- _Problem A_
Using the text on ophthalmology trials, answer each question briefly, one per line:
(i) How many ophthalmological clinical trials did the analysis cover?
(ii) Which two bodies recommend reporting gender and race and ethnicity?
(iii) From what source did the review take its publicly available data?
- _Problem B_
For each statement, decide whether it agrees with the text on ophthalmology trials. Answer yes or no and quote the words that settle it.
(i) The review included studies in phases 1 and 2.
(ii) The team was led by a researcher at the Massachusetts Institute of Technology.
(iii) Only trials in English were eligible for the review.
- _Problem C_
Reproduce the stretch of the text on ophthalmology trials from "The team, led" through "data from clinicaltrials.org.".

- _Page extract_
>>>>
An analysis of more than 600 ophthalmological clinical trials suggests the inclusion of diverse and representative data sets remains limited, despite efforts to improve generalizability.1
The research validates prior ophthalmological clinical trial reviews suggesting trials consist mostly of White participants from high-income countries, with an underrepresentation of racial and ethnic minorities.
“Overcoming the burden of eye disease on marginalized populations is contingent on their inclusion in clinical ophthalmological trials,” wrote the investigative team. “Given how trials inform further research and funding (and ultimately treatment availability), the systematic underrepresentation of already marginalized communities has only served to widen the eye health chasm, one which is currently largely attributed to poor access to care.”
The team, led by Luis Filipe Nakayama, Laboratory for Computational Physiology, Massachusetts Institute of Technology, identified clinical trials as guides for the treatment of various ophthalmic diseases with distinct presentations, pathological characteristics, and responses to treatment in minority populations. Currently, both the National Institute of Health (NIH) and the US Food and Drug Administration recommend reporting gender and race and ethnicity to promote generalizability and representation.
As minority subgroups are often underrepresented in ophthalmological clinical trials, which limits generalizability, the impact of socioeconomic inequality could become more pronounced. The investigators’ review aimed to analyze sociodemographic disparities in ophthalmological phase 3 and 4 trials based on publicly available data from clinicaltrials.org.
The review extracted data on country distribution, race, ethnicity, gender, and funding characteristics. Investigators included clinical trials with an ophthalmology theme, any language, and without date restriction, whilst excluding non-ophthalmological studies, ongoing trials, non-available results, and studies in phases 1 and 2.
<<<<
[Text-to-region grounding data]
>>>>
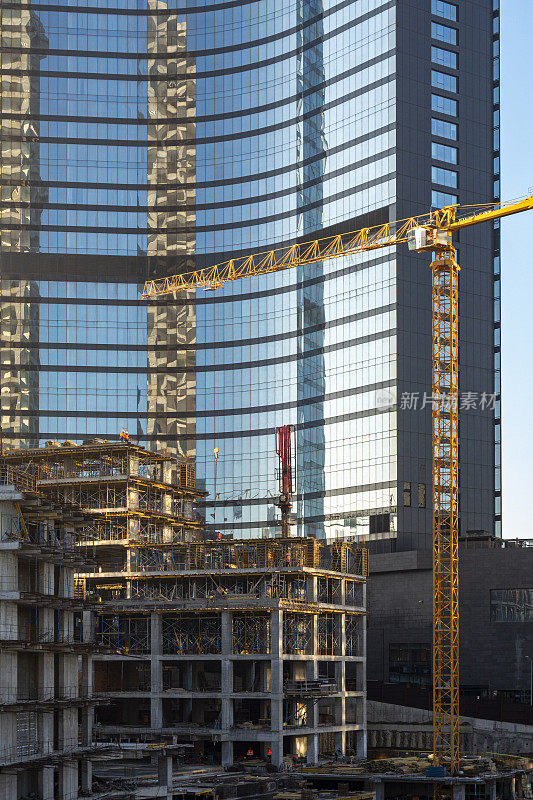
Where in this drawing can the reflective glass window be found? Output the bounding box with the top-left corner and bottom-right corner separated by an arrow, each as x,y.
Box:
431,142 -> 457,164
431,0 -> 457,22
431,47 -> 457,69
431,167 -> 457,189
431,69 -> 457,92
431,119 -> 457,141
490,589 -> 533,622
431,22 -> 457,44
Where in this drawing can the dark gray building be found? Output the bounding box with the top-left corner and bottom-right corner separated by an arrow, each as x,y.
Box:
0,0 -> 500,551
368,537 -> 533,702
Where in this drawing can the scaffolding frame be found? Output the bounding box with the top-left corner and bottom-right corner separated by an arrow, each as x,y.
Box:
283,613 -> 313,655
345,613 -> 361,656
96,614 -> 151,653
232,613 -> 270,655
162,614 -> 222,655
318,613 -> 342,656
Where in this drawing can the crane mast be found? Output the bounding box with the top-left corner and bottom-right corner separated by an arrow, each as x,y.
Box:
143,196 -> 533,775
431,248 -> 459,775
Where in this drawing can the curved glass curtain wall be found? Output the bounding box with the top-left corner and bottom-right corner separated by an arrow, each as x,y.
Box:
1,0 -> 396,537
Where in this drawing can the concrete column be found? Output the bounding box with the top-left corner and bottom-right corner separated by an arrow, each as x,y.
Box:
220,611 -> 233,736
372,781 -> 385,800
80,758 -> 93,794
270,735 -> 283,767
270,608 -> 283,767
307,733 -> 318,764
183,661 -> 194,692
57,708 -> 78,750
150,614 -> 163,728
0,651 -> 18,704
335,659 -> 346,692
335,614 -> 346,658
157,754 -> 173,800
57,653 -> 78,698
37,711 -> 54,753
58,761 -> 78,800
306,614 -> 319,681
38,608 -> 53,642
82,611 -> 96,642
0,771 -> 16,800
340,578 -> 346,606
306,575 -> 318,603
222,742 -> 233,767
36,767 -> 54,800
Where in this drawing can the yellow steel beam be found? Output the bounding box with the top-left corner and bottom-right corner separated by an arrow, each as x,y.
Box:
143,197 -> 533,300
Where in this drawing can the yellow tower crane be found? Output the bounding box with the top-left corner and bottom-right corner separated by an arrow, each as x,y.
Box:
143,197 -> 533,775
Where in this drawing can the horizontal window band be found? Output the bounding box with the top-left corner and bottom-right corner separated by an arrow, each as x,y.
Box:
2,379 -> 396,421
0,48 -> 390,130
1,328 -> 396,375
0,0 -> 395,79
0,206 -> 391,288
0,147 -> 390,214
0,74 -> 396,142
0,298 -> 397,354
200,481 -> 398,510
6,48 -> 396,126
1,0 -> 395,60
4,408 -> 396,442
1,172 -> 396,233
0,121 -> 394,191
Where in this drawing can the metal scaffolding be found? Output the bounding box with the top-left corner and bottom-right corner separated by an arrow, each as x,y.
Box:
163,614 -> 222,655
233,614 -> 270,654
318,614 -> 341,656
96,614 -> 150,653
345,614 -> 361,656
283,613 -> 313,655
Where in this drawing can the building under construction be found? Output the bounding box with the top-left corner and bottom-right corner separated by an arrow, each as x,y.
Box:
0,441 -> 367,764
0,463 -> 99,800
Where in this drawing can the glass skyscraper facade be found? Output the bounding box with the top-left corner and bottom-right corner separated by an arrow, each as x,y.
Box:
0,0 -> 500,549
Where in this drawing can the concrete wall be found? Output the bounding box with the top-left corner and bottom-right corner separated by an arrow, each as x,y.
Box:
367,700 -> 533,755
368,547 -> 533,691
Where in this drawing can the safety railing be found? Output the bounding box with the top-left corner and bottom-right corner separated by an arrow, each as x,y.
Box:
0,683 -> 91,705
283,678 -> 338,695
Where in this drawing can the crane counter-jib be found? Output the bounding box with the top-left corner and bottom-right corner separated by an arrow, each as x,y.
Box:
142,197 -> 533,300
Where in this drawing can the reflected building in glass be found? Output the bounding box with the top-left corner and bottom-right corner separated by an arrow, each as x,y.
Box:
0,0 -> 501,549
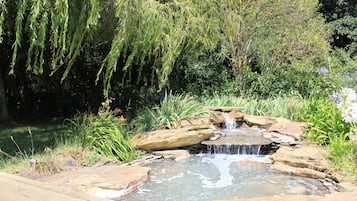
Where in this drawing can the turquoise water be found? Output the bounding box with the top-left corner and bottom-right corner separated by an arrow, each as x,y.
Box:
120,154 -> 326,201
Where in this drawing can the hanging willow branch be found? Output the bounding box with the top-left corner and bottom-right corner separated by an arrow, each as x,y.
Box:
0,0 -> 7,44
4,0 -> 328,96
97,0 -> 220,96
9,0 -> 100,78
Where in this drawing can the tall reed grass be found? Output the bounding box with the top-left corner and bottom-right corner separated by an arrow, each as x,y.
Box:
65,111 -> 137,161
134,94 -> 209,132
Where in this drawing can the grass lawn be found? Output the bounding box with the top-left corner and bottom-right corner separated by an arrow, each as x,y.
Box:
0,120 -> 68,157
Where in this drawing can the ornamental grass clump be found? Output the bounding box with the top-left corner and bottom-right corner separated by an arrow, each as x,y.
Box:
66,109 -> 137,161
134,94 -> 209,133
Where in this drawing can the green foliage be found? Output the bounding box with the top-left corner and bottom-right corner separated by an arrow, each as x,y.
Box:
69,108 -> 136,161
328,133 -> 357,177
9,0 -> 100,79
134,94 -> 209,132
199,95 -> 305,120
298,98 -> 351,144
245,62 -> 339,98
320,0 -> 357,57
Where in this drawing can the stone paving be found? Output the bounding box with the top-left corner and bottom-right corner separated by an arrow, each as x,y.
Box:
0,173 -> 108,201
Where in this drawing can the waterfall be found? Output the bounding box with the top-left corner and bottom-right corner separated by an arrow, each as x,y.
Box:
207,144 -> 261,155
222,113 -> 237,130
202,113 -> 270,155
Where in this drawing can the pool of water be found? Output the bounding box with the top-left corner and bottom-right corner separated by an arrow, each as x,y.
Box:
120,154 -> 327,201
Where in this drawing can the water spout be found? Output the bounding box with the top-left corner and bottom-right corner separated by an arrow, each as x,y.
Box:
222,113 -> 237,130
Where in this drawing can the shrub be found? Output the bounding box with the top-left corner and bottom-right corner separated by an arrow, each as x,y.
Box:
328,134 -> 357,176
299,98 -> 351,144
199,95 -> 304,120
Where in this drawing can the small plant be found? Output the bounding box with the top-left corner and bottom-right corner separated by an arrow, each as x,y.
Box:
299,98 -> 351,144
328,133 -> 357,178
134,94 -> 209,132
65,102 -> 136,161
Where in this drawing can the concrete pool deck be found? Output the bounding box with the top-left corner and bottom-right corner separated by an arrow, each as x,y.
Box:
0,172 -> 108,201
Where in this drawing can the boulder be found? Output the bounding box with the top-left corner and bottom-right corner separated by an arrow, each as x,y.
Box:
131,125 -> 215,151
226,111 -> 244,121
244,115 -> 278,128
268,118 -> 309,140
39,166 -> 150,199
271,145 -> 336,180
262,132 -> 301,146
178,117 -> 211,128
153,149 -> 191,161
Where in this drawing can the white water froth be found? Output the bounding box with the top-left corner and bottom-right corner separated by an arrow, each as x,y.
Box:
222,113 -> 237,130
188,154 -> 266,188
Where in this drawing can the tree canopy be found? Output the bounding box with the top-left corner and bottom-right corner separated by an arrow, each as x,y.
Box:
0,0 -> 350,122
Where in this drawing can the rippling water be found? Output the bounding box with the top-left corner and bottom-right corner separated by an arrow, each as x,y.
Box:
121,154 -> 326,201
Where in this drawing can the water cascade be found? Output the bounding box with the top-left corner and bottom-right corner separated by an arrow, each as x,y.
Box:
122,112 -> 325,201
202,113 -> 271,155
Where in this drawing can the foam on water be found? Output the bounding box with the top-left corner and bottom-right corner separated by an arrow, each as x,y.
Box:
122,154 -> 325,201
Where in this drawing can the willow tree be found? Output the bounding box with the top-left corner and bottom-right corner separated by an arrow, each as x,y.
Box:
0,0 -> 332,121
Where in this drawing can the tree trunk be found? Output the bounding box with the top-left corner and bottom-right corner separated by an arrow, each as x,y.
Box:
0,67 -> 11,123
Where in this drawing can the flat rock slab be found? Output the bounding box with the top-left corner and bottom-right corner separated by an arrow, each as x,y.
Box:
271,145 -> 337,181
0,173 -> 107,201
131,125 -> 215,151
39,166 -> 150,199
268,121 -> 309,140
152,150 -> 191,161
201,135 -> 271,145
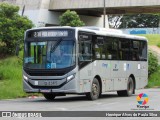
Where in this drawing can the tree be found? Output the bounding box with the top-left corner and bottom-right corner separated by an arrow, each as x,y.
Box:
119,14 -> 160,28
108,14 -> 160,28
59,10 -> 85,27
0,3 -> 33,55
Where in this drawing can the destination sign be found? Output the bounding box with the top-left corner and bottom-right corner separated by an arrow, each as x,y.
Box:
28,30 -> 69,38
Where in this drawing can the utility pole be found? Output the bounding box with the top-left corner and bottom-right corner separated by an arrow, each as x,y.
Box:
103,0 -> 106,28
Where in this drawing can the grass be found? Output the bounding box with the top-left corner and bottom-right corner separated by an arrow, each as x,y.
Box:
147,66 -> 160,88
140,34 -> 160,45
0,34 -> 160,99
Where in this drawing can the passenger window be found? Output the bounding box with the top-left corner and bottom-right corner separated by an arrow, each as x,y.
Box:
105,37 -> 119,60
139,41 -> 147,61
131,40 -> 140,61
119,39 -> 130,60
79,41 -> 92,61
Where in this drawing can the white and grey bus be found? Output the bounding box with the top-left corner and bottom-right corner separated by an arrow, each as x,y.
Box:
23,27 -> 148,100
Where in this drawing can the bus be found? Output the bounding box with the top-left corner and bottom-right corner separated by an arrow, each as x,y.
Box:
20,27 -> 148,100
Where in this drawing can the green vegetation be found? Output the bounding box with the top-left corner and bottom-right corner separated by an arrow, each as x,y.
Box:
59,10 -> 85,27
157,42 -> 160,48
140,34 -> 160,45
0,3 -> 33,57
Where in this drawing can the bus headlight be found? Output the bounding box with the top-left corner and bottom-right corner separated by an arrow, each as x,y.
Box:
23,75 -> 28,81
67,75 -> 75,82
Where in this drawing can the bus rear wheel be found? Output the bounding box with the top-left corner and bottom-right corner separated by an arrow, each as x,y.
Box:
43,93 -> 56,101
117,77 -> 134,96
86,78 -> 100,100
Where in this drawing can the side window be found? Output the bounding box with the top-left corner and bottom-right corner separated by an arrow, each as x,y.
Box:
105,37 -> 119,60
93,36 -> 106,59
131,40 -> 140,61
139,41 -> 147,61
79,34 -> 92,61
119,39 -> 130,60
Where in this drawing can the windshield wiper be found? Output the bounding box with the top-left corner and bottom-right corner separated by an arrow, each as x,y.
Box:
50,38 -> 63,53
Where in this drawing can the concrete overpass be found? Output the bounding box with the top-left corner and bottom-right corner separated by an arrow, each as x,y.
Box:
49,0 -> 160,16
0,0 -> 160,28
<<<<
- _Written solution A_
(i) More than 600.
(ii) The National Institute of Health (NIH) and the US Food and Drug Administration.
(iii) clinicaltrials.org.

- _Written solution B_
(i) No: "excluding non-ophthalmological studies, ongoing trials, non-available results, and studies in phases 1 and 2."
(ii) Yes: "led by Luis Filipe Nakayama, Laboratory for Computational Physiology, Massachusetts Institute of Technology"
(iii) No: "with an ophthalmology theme, any language, and without date restriction"

- _Written solution C_
The team, led by Luis Filipe Nakayama, Laboratory for Computational Physiology, Massachusetts Institute of Technology, identified clinical trials as guides for the treatment of various ophthalmic diseases with distinct presentations, pathological characteristics, and responses to treatment in minority populations. Currently, both the National Institute of Health (NIH) and the US Food and Drug Administration recommend reporting gender and race and ethnicity to promote generalizability and representation.
As minority subgroups are often underrepresented in ophthalmological clinical trials, which limits generalizability, the impact of socioeconomic inequality could become more pronounced. The investigators’ review aimed to analyze sociodemographic disparities in ophthalmological phase 3 and 4 trials based on publicly available data from clinicaltrials.org.